____ Excerpt to read

The Pennsylvania Department of Environmental Protection (DEP) has added the borough of Tamaqua to the growing list of Schuylkill County municipalities infected with the West Nile virus. Other affected Schuylkill County communities are Ringtown, Cressona, Pine Grove and Schuylkill Haven.

According to Pennsylvania's West Nile Virus Control Program website, the West Nile virus appeared for the first time in Pennsylvania in 2000 in birds, mosquitoes and a horse. To combat the spread of the virus, which is transmitted by mosquitoes, Pennsylvania has developed a comprehensive network. This network covers 40 counties and includes trapping mosquitoes, collecting dead birds and monitoring horses, people and, in past years, sentinel chickens.

The website also states that a total of eight people have been infected by the West Nile virus. Three have had the fever; the remaining have had encephalitis and or meningitis. The counties in which they reside consist of Bucks, Centre, Delaware, Franklin, Lancaster, Lebanon and Lehigh. None have been reported in Schuylkill County.

The first case of the virus in the state this year was detected in a mosquito on May 3 in Exeter Township, Berks County. It was the earliest case since testing started in 2000. No cases of West Nile were found in the United States before 1999, according to the state.

Currently, there are no human cases in Schuylkill County. The last human case of the virus was reported in 2003.

This year, a total of 47 counties have tested positive for the West Nile virus. Of those, Chester, Lehigh, Lancaster, Delaware and Montgomery counties tested high. Mahanoy Township was the first Schuylkill County municipality to test positive on June 19 and later on July 31. It was also found in Cressona on July 10, 31 and Aug. 14. Mosquitoes tested positive for the virus in Pine Grove Township on July 17, 31, and Aug. 14.

West Nile virus causes flu-like symptoms and can result in encephalitis, an inflammation of the brain, which can lead to death.

Symptoms could include headache, fever, body aches and other symptoms. The CDC (Centers for Disease Control and Prevention) said approximately one in 150 people who are infected develop a severe illness; up to 20 percent suffer some symptoms that could last from a few days to weeks and about 80 percent of people show no symptoms at all. The resulting symptoms primarily occur within three to 14 days after being bitten. The website states that people 50 and older are more likely to develop more severe symptoms.

In addition to aircraft and other means, the control program utilizes four trucks mounted with Ultra-Low Volume (ULV) systems. These trucks are used to treat adult mosquitoes in areas with high numbers of mosquitoes capable of transmitting West Nile virus.

"There's no spraying planned right now," said Colleen Connelly, spokeswoman for the northeast regional DEP. "However, monitoring will continue. No human cases of infection are known in the county."

________
____ Material provided

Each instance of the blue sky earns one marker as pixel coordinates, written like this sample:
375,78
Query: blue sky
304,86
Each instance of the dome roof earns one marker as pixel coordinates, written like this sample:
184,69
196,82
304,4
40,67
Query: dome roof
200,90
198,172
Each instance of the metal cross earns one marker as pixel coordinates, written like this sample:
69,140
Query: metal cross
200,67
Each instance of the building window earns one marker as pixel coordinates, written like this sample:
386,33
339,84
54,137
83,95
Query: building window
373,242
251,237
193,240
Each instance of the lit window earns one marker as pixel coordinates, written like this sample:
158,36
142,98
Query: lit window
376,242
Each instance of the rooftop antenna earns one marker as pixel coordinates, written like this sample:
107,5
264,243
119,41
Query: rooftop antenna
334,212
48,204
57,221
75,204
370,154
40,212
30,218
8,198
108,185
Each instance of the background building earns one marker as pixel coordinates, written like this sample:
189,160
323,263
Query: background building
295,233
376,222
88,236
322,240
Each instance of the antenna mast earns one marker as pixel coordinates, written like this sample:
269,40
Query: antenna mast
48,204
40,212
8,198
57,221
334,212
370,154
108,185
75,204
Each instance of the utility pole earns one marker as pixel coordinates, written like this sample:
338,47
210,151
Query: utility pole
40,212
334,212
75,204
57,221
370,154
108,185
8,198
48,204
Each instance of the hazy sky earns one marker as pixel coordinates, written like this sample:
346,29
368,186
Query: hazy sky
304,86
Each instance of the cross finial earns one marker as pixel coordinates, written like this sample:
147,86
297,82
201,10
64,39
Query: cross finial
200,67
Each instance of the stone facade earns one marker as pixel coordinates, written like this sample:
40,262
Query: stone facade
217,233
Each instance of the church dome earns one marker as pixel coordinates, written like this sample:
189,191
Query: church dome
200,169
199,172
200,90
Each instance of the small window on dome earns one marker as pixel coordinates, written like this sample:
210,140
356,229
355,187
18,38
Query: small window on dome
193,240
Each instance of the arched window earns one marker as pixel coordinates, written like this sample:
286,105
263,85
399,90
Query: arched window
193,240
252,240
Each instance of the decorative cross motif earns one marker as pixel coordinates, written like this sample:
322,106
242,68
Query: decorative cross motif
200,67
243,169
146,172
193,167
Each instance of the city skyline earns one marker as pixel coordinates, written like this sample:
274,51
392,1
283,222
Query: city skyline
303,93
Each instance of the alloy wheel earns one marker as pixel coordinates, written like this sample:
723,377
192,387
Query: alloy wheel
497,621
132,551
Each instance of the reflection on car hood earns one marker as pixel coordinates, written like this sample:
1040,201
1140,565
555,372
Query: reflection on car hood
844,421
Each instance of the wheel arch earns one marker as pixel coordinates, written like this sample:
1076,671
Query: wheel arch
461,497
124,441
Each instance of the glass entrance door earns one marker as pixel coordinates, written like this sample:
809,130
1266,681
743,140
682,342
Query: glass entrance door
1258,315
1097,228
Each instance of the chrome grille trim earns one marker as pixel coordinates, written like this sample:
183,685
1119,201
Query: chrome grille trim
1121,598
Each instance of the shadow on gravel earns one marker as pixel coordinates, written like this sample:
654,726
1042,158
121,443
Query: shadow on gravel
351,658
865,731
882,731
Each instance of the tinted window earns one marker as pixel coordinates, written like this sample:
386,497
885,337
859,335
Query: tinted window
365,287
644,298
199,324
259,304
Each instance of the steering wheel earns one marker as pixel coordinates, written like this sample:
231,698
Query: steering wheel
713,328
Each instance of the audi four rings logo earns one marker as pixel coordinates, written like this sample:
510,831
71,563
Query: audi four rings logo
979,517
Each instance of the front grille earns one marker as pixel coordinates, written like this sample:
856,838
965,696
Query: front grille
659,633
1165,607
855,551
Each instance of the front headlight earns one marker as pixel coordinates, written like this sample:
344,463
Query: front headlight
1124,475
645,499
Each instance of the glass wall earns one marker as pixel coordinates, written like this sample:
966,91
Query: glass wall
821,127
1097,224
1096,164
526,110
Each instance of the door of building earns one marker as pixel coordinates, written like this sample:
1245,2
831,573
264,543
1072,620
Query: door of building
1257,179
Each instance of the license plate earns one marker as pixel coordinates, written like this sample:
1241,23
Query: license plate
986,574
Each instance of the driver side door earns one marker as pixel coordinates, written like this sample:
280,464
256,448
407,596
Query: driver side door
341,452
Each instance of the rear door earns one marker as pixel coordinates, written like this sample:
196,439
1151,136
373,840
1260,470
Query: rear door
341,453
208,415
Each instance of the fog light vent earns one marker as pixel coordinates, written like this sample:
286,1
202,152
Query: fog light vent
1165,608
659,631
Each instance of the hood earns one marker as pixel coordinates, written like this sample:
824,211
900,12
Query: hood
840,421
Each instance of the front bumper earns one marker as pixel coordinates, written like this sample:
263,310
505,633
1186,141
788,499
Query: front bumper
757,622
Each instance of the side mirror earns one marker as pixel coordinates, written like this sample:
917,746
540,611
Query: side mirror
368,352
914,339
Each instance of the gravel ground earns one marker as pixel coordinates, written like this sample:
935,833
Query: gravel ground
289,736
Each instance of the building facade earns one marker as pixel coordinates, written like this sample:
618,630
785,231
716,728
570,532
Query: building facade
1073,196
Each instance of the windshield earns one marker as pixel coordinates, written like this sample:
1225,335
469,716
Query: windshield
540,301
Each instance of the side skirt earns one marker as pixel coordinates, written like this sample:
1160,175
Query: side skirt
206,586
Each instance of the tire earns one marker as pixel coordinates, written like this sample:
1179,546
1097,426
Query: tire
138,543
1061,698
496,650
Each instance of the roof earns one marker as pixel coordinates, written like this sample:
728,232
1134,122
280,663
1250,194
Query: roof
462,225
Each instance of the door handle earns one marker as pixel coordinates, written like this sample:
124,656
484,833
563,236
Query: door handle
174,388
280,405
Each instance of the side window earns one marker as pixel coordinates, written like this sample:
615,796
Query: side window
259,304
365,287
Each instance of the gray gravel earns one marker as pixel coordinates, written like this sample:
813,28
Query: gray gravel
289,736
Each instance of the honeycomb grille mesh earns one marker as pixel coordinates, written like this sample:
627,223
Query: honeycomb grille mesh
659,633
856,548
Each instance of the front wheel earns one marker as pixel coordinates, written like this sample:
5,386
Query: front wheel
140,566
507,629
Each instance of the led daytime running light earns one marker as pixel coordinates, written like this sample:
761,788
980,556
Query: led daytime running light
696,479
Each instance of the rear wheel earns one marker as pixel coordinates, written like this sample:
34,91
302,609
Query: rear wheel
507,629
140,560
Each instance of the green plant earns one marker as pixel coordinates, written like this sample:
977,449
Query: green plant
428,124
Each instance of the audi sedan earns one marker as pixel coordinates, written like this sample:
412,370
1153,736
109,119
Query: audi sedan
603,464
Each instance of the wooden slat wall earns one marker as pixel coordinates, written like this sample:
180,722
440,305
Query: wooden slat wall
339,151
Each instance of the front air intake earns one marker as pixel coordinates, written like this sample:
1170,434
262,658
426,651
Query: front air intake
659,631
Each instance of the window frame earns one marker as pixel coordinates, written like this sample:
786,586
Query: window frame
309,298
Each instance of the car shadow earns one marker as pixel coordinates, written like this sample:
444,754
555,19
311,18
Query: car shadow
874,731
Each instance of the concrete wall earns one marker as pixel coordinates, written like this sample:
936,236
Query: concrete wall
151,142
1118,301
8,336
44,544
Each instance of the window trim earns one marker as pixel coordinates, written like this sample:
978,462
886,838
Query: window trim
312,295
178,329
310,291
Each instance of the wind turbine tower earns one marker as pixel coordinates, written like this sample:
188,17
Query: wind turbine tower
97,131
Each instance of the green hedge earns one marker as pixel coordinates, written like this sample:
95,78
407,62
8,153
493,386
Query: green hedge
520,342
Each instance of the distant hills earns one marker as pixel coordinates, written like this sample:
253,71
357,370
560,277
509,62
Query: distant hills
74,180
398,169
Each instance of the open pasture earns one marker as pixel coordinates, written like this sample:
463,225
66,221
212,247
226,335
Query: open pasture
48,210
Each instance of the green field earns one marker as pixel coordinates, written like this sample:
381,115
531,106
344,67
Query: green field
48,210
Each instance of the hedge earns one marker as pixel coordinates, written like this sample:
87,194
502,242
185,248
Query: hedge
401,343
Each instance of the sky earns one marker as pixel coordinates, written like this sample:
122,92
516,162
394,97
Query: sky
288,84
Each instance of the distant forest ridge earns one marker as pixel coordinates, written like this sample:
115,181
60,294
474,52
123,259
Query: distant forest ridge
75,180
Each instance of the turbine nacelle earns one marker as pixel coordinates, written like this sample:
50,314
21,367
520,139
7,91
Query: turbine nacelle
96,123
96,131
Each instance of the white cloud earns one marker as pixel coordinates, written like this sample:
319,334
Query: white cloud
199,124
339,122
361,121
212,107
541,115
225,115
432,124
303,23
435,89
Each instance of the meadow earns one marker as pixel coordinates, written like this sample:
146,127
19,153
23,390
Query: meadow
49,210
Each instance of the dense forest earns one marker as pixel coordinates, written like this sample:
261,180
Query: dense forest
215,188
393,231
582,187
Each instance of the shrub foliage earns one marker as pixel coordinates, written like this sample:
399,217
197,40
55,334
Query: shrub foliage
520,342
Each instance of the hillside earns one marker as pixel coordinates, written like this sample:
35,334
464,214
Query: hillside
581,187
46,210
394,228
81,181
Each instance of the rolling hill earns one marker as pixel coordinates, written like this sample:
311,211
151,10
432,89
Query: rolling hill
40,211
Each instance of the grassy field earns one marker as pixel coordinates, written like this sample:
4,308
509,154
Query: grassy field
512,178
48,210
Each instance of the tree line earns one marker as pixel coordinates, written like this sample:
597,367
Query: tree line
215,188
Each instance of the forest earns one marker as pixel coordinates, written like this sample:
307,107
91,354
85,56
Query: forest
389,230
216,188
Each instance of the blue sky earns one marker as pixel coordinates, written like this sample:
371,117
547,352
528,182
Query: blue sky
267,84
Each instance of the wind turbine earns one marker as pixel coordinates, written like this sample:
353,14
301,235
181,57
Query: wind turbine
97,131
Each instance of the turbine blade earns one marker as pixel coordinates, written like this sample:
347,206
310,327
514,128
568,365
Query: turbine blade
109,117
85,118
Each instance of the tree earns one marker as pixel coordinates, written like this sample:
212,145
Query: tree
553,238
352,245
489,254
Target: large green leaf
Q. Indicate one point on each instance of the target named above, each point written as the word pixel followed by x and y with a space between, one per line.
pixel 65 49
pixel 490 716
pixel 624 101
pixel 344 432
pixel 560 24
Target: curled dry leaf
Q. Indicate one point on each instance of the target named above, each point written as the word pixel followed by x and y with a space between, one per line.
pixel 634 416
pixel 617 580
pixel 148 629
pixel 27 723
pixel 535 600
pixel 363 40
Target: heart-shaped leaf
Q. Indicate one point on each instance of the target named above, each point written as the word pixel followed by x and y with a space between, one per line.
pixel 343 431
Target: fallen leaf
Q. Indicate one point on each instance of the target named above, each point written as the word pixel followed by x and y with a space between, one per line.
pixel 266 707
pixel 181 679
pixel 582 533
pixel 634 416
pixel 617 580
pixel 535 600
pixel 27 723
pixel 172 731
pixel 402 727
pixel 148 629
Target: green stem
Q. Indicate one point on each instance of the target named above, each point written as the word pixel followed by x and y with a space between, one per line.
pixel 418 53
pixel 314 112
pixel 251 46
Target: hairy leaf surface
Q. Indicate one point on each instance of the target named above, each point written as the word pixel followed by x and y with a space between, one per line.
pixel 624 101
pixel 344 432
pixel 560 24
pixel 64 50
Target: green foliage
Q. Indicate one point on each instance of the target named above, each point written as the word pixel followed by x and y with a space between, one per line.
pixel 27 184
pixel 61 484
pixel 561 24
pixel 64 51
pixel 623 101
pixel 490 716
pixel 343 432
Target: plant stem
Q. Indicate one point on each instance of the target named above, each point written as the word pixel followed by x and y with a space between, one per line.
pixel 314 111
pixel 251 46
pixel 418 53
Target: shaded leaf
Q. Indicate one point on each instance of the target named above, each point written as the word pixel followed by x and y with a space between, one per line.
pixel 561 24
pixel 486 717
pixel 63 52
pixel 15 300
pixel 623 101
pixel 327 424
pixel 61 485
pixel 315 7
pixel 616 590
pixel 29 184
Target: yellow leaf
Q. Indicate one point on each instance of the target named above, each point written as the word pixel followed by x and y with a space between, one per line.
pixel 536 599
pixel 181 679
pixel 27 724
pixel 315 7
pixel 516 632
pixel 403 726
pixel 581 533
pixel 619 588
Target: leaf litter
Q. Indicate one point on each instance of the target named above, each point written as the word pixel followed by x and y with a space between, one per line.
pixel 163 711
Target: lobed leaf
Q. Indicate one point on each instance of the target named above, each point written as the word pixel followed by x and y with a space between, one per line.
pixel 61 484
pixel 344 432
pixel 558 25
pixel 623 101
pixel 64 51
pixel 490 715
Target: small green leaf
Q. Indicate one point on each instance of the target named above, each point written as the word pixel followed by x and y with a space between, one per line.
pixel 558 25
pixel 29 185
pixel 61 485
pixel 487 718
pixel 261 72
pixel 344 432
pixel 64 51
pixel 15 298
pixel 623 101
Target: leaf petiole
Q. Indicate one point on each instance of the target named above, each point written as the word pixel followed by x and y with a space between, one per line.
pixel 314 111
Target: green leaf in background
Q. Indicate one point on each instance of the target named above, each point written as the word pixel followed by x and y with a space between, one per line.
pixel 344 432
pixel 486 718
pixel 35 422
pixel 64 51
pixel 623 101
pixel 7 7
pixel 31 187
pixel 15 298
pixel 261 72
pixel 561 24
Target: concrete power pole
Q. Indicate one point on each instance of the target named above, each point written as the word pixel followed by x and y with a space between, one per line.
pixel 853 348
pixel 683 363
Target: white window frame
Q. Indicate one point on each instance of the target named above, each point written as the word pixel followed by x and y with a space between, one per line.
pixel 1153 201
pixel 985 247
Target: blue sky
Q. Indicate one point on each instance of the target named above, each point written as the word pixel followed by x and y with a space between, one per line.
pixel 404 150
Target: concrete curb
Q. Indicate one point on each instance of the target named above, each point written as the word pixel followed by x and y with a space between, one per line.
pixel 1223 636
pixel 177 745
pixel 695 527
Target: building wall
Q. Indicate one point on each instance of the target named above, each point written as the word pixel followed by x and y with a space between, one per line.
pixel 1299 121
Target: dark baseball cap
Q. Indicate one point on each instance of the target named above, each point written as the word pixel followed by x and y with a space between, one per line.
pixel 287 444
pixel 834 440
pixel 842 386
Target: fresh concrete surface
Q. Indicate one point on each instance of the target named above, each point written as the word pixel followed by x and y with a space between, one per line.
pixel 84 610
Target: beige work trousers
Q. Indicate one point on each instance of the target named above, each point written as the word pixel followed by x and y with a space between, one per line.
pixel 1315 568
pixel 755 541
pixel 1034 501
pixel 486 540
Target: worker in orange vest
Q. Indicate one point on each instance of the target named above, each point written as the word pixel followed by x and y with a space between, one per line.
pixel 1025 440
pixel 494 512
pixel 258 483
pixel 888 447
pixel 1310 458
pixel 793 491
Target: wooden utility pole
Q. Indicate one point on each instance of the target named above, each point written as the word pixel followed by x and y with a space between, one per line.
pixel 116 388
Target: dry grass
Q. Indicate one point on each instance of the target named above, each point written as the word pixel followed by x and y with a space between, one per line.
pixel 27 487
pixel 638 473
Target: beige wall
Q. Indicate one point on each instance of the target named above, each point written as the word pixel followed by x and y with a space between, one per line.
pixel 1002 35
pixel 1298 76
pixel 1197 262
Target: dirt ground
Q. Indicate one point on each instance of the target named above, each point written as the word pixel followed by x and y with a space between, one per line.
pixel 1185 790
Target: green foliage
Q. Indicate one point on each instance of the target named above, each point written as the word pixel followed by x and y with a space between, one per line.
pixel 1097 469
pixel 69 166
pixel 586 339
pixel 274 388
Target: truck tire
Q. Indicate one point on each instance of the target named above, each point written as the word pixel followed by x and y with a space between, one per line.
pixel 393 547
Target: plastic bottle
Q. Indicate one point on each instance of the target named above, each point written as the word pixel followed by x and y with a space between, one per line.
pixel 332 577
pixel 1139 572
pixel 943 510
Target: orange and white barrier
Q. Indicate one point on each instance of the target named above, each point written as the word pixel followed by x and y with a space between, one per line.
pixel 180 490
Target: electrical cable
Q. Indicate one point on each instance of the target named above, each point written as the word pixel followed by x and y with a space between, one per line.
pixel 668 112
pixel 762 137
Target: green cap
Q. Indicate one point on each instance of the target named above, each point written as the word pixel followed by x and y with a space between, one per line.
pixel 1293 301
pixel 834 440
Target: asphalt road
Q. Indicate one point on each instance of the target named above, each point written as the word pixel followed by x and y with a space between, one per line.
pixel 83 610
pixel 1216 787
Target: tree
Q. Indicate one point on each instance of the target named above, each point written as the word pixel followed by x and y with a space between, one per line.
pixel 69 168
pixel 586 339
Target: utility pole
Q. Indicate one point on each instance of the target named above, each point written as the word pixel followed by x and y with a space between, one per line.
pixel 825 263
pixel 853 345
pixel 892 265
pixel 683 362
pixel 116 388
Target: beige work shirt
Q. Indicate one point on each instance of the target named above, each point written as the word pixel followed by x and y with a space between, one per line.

________

- **Problem to solve**:
Please decide whether each statement agrees with the West Nile article, answering yes or no and quoting the words that settle it: (a) The West Nile virus was first found in Pennsylvania in 2000. (b) The state's first case this year was detected in a bird in Berks County. (c) Spraying is currently planned in the county.

- **Task solution**:
(a) Yes: "the West Nile virus appeared for the first time in Pennsylvania in 2000 in birds, mosquitoes and a horse"
(b) No: "detected in a mosquito on May 3 in Exeter Township, Berks County"
(c) No: "There's no spraying planned right now"